▶ _Written problem_
Transcribe the stretch of the forum thread on plants for a Varadero tank from "Alocasia Tiny Dancer" through "a beautiful frog.".

▶ _Supplied passage_
— start —
Sent from my SM-N900V using Tapatalk


----------



## kiksgeckos (Jul 5, 2016)

Gibbs.JP said:


> Plant choice is really so subjective it's hard to give any advice on plants. Pick what you like. There are some that will benefit varadero more than others, like bromeliads.
> 
> Here is my Varadero tank...


Love your tank!! And okay, theres alot of plants I like but I'm worried I'll pick plants that'll grow too big lol. I was planning on getting 3 bromeliads in there aswell


----------



## Gibbs.JP (Feb 16, 2016)

Just check on the plants you like and see how tall they get. Don't get anything that will grow substantially taller than your tank (minus false bottom and substrate). You can always trim everything


----------



## AdeljeanHo (May 24, 2016)

Gibbs.JP said:


> Plant choice is really so subjective it's hard to give any advice on plants. Pick what you like. There are some that will benefit varadero more than others, like bromeliads.
> 
> Here is my Varadero tank...


Hi Gibbs.JP

What is the plant in the middle with long stalks and small heart shaped leaves at the end of each stalk?

Thank you. 

Sent from my SM-N920V using Tapatalk


----------



## Gibbs.JP (Feb 16, 2016)

AdeljeanHo said:


> Hi Gibbs.JP
> 
> What is the plant in the middle with long stalks and small heart shaped leaves at the end of each stalk?
> 
> Thank you.


Alocasia Tiny Dancer


----------



## dendrobro (Aug 9, 2011)

Lookin good so far! You could also try to offer plants that will contrast the frogs' color so that they "pop" more. Should be fairly easy with varadero, they are a beautiful frog.


----------



## AdeljeanHo (May 24, 2016)
— end —
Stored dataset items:
— start —
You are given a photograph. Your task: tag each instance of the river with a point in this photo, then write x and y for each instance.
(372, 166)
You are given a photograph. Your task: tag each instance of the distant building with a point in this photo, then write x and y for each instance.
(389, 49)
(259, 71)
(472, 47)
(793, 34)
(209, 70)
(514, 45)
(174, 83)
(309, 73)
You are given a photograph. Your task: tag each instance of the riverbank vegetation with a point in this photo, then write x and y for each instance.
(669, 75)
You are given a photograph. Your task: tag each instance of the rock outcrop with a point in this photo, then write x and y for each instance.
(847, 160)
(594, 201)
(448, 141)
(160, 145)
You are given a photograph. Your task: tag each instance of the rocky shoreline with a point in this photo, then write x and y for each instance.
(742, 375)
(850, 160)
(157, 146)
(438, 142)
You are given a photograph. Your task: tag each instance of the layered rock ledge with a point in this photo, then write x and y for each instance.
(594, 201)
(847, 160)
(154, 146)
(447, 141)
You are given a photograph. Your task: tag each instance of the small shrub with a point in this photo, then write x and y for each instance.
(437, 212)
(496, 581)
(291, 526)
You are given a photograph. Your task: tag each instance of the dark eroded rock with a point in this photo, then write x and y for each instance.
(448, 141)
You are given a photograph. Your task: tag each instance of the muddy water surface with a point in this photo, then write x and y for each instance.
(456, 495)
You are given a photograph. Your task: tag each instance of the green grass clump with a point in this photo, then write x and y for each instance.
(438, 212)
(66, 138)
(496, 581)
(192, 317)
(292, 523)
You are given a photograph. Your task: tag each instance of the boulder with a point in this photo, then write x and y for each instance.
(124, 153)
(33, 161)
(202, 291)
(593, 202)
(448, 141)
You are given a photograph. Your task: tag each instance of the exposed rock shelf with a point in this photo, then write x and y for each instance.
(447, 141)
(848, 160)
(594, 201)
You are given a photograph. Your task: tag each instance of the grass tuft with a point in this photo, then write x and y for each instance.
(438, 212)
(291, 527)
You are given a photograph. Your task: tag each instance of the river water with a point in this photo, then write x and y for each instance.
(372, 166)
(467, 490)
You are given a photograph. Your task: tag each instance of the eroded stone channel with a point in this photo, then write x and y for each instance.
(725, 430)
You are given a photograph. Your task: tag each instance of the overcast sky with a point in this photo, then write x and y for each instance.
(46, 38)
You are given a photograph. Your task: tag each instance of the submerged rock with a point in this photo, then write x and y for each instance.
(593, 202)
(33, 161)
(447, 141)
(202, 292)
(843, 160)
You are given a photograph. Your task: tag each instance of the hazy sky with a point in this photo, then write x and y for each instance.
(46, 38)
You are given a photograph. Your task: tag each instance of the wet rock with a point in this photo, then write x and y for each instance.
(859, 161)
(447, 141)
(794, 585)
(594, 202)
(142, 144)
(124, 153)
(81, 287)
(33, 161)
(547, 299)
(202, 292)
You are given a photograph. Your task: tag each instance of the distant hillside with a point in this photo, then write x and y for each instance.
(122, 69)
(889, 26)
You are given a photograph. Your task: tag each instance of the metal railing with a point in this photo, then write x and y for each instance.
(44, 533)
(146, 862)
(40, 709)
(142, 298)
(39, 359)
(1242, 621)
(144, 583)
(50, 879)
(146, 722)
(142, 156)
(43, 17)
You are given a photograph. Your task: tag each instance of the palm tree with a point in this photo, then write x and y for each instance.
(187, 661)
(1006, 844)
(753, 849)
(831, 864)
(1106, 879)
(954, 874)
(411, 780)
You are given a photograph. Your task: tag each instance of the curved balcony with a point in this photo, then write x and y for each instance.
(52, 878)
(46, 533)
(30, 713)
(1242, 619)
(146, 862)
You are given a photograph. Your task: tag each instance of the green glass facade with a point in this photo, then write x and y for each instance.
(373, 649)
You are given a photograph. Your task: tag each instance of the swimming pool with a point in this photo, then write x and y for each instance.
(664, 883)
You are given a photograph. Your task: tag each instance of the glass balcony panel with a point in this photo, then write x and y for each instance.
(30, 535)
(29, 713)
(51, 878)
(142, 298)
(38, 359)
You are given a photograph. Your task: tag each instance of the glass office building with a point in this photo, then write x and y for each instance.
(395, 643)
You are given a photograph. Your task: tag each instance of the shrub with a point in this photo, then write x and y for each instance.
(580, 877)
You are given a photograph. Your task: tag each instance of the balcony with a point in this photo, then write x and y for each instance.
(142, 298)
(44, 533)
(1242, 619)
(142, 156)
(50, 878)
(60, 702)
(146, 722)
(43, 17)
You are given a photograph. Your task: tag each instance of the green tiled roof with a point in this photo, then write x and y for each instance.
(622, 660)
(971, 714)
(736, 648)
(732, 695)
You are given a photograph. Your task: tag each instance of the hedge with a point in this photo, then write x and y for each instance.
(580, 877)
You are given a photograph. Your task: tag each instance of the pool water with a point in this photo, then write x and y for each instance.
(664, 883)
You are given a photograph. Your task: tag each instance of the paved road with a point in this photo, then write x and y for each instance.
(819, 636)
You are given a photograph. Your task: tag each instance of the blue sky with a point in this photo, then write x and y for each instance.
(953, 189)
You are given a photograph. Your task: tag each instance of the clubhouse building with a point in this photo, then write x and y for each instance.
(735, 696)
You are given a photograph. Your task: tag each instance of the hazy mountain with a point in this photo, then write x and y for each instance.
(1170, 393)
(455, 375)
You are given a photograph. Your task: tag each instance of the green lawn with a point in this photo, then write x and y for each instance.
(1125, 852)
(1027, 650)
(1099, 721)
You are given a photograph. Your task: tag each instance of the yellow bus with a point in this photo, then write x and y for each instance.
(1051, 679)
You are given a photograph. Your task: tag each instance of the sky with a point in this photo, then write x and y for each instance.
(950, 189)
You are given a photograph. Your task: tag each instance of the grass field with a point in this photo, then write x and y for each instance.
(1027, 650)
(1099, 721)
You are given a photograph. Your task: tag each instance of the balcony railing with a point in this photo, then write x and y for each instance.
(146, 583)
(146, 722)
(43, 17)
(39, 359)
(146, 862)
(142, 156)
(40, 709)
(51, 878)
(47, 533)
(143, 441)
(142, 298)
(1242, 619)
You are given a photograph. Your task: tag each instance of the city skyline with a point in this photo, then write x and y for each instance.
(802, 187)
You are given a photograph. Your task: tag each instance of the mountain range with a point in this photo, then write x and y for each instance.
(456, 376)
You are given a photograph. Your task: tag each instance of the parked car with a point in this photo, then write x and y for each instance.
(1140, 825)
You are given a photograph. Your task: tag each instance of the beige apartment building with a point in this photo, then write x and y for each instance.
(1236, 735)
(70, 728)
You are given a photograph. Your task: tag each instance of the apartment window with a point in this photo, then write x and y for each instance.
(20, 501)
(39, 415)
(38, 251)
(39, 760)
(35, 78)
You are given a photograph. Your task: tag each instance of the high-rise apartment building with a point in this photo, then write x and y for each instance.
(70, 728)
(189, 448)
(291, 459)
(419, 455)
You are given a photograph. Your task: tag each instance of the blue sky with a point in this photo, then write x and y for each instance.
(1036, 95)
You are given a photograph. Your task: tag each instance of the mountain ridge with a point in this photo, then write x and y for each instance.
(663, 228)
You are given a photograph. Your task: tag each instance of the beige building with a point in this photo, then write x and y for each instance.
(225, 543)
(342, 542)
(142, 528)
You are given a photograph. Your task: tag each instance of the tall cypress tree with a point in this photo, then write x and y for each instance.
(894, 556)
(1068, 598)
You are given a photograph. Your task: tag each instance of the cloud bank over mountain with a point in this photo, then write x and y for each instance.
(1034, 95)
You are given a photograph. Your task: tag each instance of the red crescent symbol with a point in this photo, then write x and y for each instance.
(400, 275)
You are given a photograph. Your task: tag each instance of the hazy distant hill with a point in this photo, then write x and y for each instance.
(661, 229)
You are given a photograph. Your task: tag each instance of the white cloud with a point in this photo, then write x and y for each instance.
— end —
▶ _Exercise output_
Alocasia Tiny Dancer


----------



## dendrobro (Aug 9, 2011)

Lookin good so far! You could also try to offer plants that will contrast the frogs' color so that they "pop" more. Should be fairly easy with varadero, they are a beautiful frog.